Point annotation records
****************
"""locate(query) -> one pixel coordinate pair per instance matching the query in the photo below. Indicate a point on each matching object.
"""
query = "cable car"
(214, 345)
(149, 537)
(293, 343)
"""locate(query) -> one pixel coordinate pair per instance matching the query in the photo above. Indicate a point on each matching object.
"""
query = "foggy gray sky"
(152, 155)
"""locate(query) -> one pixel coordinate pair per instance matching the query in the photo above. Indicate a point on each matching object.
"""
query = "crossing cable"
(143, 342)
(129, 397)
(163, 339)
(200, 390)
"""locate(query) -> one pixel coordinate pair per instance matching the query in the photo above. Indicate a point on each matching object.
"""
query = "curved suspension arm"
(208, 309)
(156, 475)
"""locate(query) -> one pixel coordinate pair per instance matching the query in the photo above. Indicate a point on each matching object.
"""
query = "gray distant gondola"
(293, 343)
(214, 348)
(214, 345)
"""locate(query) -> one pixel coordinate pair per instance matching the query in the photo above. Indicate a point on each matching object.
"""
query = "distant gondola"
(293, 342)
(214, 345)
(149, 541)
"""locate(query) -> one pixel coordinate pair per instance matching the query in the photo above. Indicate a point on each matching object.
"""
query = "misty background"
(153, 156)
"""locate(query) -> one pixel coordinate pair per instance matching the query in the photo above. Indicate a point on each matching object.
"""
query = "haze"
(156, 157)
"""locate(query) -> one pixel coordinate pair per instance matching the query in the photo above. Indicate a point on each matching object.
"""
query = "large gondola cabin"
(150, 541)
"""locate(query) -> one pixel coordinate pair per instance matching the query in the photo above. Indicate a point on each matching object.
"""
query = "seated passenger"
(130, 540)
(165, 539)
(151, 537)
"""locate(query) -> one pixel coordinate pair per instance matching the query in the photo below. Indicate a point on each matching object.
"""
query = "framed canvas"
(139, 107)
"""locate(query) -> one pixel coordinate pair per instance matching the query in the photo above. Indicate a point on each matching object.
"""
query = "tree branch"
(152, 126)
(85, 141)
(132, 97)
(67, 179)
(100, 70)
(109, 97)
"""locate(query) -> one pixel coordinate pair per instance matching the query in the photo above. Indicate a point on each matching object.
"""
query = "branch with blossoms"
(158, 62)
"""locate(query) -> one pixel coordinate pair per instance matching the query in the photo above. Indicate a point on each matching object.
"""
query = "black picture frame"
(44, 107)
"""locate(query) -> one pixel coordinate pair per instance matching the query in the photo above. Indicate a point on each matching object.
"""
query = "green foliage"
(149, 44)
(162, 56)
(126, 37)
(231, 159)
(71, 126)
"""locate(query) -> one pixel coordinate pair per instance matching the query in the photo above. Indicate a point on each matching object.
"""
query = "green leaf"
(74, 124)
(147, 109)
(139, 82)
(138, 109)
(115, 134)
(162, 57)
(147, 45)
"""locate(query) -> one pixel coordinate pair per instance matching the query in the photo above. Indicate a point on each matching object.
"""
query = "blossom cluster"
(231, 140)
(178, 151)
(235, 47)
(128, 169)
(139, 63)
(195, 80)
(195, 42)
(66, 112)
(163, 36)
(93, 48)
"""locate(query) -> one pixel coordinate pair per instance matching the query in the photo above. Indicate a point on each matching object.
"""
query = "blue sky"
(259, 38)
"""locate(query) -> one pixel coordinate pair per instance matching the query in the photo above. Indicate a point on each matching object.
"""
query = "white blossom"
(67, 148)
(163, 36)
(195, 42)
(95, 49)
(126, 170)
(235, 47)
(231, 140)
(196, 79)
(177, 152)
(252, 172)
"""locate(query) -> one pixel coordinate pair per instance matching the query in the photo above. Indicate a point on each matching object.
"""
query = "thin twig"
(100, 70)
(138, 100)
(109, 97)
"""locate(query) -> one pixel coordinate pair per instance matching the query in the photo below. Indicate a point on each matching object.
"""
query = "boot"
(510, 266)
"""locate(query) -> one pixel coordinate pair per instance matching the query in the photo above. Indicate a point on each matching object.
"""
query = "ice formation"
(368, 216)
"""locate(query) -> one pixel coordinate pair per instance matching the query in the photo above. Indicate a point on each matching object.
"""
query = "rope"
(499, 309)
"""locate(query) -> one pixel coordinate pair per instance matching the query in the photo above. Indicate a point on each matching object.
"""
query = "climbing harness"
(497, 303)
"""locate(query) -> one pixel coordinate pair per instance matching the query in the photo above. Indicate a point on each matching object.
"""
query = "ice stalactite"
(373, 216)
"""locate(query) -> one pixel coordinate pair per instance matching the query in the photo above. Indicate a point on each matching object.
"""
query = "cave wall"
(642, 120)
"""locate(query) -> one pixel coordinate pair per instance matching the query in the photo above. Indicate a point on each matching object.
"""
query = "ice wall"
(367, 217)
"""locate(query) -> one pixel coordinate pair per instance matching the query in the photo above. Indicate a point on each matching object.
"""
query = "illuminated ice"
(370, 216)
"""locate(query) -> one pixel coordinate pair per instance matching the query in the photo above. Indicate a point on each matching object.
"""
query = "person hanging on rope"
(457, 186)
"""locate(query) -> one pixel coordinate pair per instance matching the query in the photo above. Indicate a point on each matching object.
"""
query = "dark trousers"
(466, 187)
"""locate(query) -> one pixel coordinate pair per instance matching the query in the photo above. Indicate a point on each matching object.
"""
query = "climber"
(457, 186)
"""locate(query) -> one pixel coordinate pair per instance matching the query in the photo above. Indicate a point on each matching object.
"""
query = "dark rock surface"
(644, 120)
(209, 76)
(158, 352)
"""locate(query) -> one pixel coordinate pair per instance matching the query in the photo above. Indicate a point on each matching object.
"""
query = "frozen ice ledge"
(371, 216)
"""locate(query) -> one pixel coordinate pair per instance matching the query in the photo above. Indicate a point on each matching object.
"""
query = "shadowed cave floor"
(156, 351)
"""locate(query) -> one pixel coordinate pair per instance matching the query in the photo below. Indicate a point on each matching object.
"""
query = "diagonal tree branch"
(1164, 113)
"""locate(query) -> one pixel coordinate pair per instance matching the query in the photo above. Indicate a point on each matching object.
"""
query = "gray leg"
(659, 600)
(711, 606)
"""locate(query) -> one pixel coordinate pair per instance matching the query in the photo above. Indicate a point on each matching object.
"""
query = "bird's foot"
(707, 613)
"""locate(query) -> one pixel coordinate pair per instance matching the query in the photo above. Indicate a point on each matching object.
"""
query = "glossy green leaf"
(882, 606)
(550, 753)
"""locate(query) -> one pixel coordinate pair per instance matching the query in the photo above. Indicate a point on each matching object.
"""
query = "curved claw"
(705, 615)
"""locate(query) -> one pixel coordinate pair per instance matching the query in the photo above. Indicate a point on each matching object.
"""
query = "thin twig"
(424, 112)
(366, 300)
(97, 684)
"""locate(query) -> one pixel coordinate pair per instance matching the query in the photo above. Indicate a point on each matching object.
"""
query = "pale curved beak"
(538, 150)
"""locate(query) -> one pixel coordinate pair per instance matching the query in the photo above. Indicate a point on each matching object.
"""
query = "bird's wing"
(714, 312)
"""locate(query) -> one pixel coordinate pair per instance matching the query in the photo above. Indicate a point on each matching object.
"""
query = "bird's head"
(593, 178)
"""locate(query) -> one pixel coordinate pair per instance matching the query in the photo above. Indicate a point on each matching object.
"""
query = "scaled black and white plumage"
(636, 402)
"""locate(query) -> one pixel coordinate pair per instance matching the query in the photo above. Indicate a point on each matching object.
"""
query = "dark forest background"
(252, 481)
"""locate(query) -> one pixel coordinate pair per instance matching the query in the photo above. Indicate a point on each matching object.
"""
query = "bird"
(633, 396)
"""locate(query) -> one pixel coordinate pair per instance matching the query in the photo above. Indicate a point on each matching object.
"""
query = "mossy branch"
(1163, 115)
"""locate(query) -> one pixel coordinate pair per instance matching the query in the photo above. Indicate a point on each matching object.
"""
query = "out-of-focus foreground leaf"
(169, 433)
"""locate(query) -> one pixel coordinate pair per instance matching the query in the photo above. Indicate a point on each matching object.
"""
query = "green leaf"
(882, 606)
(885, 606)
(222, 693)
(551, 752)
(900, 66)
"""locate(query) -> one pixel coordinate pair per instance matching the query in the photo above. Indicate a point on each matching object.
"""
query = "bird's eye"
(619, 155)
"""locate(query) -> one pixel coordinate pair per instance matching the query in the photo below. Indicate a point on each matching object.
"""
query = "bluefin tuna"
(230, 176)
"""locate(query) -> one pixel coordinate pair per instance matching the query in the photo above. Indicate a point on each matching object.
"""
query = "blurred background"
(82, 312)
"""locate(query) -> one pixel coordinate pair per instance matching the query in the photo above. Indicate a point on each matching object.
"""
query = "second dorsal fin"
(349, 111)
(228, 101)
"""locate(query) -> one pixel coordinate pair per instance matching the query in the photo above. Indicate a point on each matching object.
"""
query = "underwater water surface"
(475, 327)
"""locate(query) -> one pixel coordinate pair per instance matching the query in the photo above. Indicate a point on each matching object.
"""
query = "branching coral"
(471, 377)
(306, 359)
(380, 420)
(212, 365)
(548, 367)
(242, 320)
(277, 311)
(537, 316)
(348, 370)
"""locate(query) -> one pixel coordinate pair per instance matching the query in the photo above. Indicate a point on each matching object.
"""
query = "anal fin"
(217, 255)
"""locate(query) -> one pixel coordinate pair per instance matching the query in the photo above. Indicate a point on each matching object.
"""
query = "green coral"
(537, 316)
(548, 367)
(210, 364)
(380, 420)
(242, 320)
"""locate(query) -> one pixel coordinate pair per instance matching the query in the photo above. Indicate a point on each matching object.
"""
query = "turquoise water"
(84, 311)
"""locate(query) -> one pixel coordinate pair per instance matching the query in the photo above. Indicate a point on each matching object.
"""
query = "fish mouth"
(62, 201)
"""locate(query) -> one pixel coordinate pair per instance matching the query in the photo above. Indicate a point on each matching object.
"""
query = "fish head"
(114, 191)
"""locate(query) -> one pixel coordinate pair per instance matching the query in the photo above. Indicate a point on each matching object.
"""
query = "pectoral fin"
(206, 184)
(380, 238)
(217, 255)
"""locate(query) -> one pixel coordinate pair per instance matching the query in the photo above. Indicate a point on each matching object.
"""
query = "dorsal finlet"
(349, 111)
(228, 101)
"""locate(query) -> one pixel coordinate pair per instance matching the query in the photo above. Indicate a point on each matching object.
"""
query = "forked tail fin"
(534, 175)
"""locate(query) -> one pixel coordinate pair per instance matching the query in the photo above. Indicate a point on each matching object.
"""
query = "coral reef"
****************
▶ [WHAT IS NEEDED]: Locate each line in the entries above that contains the word "green" and copy those lines.

▶ [EXPECTED OUTPUT]:
query = "green foliage"
query = "green leaf"
query = "glossy green leaf"
query = "green leaf"
query = "green coral"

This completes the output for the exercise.